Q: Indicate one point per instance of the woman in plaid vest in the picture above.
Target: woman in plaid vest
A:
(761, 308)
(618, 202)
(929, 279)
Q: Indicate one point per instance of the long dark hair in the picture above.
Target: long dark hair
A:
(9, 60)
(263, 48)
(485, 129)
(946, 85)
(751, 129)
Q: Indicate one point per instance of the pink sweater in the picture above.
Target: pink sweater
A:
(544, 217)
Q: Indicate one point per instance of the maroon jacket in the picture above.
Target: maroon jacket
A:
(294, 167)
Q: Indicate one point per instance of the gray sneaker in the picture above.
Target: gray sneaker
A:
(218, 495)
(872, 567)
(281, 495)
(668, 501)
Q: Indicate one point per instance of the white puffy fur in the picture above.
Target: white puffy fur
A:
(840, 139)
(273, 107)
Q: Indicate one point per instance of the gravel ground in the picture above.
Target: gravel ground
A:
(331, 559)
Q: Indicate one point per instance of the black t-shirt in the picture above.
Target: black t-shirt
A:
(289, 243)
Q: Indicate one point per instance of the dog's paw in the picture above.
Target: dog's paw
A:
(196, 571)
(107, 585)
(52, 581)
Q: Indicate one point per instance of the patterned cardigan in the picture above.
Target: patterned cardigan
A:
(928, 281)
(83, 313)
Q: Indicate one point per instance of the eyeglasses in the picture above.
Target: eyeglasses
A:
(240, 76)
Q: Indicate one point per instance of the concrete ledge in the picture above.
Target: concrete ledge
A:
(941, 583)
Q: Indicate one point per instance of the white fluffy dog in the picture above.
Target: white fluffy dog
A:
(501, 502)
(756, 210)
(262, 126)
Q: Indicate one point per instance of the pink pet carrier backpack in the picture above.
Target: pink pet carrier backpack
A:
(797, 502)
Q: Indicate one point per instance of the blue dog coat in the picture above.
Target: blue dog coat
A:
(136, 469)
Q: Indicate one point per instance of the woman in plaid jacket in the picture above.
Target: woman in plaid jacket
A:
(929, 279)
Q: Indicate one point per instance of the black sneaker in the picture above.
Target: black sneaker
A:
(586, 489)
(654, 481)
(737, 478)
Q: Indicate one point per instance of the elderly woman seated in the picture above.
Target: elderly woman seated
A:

▶ [The exercise]:
Using the listing above, retype each line exactly.

▶ [Finished task]:
Q: Indicate one point per instance of the woman in plaid vest in the picture above.
Target: woman in plaid vest
A:
(761, 308)
(618, 202)
(929, 279)
Q: Indicate one point per instance of the long dark hair in the picture above.
Target: long dark hair
A:
(9, 60)
(263, 48)
(485, 129)
(946, 85)
(751, 129)
Q: Indicate one point per instance of the pink sweater in the picture above.
Target: pink sweater
A:
(544, 217)
Q: Indicate one point per instance of the maroon jacket in the picture above.
Target: maroon jacket
A:
(294, 167)
Q: Indicate one point per instance of the gray sneaker in the picture above.
Target: gray sneaker
A:
(218, 495)
(872, 567)
(281, 495)
(668, 501)
Q: Indicate one point per instance of the white puffy fur in the picture above.
Target: white puffy fur
A:
(840, 139)
(273, 107)
Q: Indicate one point per instance of the gravel ground in the picture above.
Target: gravel ground
A:
(331, 559)
Q: Indicate one point per instance of the black t-shirt in the picture above.
Target: black t-shirt
A:
(289, 243)
Q: Indicate one point per instance of the dog's paw in the picture above.
Target: dog's paw
A:
(196, 571)
(107, 585)
(52, 581)
Q: Indicate one point per instance of the patterned cardigan in the picture above.
Target: patterned cardigan
A:
(928, 281)
(83, 313)
Q: Indicate one point per instance of the eyeglasses in the picture above.
Target: eyeglasses
A:
(240, 76)
Q: Indicate one point per instance of the concrete ledge in the picture above.
Target: concrete ledge
A:
(941, 583)
Q: Indicate one point per instance of the white fluffy dog in the picture above.
Target: white fluffy dog
A:
(501, 502)
(756, 210)
(262, 126)
Q: Indicate one point per instance of the pink pet carrier backpack in the picture above.
Target: pink pet carrier backpack
A:
(797, 502)
Q: Indicate one point per instance of the blue dog coat in the picture above.
Target: blue dog coat
A:
(136, 469)
Q: Indicate one point per instance of the woman in plaid jacket in the picture above.
Target: woman in plaid jacket
A:
(929, 279)
Q: Indicate one point per instance of the black sneaker in the picture above.
Target: black sneaker
A:
(586, 489)
(654, 481)
(737, 478)
Q: Indicate one point per instance of the elderly woman seated in the picture above.
Target: elderly woman seated
A:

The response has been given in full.